[start of Text to read]
It would be interesting to see a performance comparison between the two approaches. If your comparison reveals a significant potential gain, I would be happy to look at extending ExtremeML with some kind of bulk insert method, that bypasses all the individual steps.

However, it is also worth noting that some other users of the SDK have experienced severe performance and memory consumption problems:

http://social.msdn.microsoft.com/Forums/en-US/oxmlsdk/thread/1d93e595-2436-47e1-96d9-1cdf14dc52d3/

http://blog.goyello.com/2009/08/25/read-before-using-it-open-xml-sdk-performance-analysis/

 

 

Feb 18, 2010 at 9:25 AM

Hello,

tedvz wrote:This sample is strictly writing out 5,000 records of the same thing - obviously this is just a test snippet - I will be writing out different values in the real world.  But, I'm finding that writing 2,000 rows is very very slow ... It would take hours to save out a mere 250,000 rows.Is there a different approach I could be using that would achieve usable results?  Or, do I need to go back to using the core OpenXML API's?

just a suggestion: would you be able to use a profiler (like http://www.jetbrains.com/profiler/, free trial for 10 days) to get a better idea of what takes time ?

cheers,

-- Thibaut

 

Coordinator
Feb 18, 2010 at 10:04 AM

Thanks Thibaut - that's definitely the quickest way to pinpoint the source of the problem.

Apr 26, 2010 at 9:30 PM

I'm also very excited about ExtremeML and the power it offers! I'm running into the same issues that tedvz is with exporting rather large ADO.NET datasets to Excel. In my case I am dealing with 300 + columns, and only 1000 rows, needless to say a nice chunk of data. Below is the snippet I've come up with (utilizing the bare bones OpenXML API's) to achive a Fast Load using a Sql Data Reader. It would be awesome for ExtremeML to offer a "Fast Load" option, assuming the known risks of column ordinals.

This Method seems to perform very well....but does seem to be a bit of a memory hog...

        private void FastLoadExcelWorksheet(string filePath, string sheetName, SqlDataReader dataReader)
        {
            bool wsExists = WorksheetExists(filePath, sheetName);
            if (!wsExists)
                InsertWorksheet(filePath, sheetName);

           using (SpreadsheetDocument document = SpreadsheetDocument.Open(filePath, true))
            {
                WorkbookPart wbPart = document.WorkbookPart;

                // Get the sheet reference from the workbook.
                WorksheetPart worksheetPart = InitializeWorksheet(wbPart, sheetName);

                //create header row
                Row hdrRow = new Row();
                worksheetPart.Worksheet.First().AppendChild(hdrRow);

                //Create the header row.
[end of Text to read]
To-do list:
**A.** In the forum thread, what profiler does Thibaut suggest using?
**B.** Print the forum thread from "I'm also very" to "a memory hog...".
These rows come from a source other than the forum thread.
[start of Information supplied]
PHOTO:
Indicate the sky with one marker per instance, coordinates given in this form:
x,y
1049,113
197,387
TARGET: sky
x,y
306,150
[end of Information supplied]
[start of Information supplied]
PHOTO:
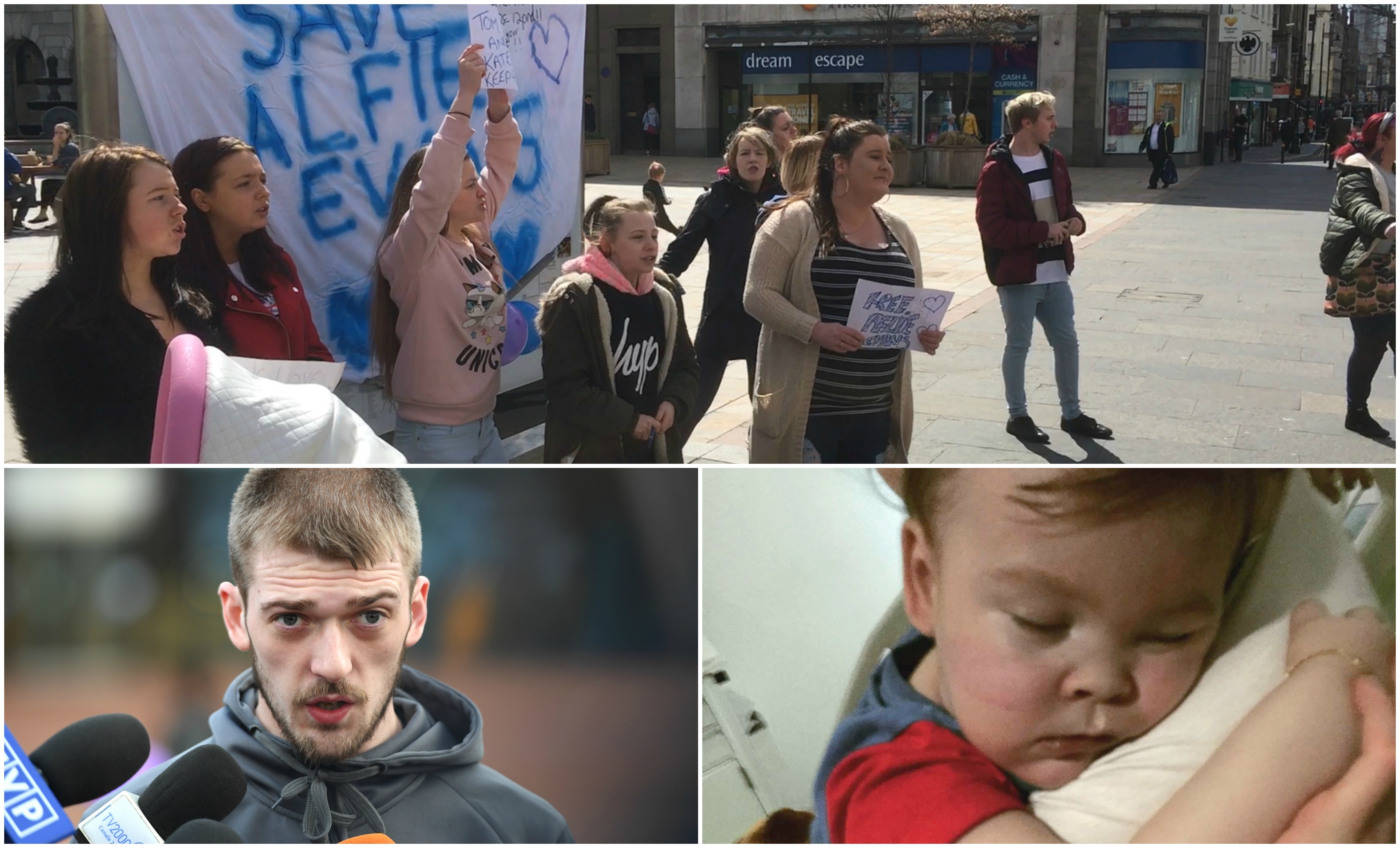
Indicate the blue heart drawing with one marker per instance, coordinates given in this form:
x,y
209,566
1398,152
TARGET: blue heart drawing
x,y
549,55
[end of Information supplied]
[start of Information supplied]
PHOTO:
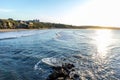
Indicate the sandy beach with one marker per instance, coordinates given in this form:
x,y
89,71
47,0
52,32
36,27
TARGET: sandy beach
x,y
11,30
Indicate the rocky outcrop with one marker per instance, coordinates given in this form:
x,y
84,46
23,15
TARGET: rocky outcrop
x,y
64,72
[end of Information supplied]
Answers to the exercises:
**A.** The JetBrains profiler (http://www.jetbrains.com/profiler/), which has a free 10-day trial.

**B.**
I'm also very excited about ExtremeML and the power it offers! I'm running into the same issues that tedvz is with exporting rather large ADO.NET datasets to Excel. In my case I am dealing with 300 + columns, and only 1000 rows, needless to say a nice chunk of data. Below is the snippet I've come up with (utilizing the bare bones OpenXML API's) to achive a Fast Load using a Sql Data Reader. It would be awesome for ExtremeML to offer a "Fast Load" option, assuming the known risks of column ordinals.

This Method seems to perform very well....but does seem to be a bit of a memory hog...